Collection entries
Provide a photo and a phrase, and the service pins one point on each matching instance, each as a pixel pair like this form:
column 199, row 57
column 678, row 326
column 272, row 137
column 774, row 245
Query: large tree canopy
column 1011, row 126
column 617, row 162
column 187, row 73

* **Set exercise**: Rewrite every line of the rows above as a JSON list of strings, one string per line, with blank lines omitted.

* **Correct result**:
[
  "Provide a photo and a phrase, and the service pins one point on each matching instance, each as a pixel pair like this form:",
  "column 199, row 57",
  "column 678, row 326",
  "column 272, row 137",
  "column 774, row 245",
  "Query: large tree canopy",
  "column 1011, row 126",
  "column 617, row 162",
  "column 187, row 73"
]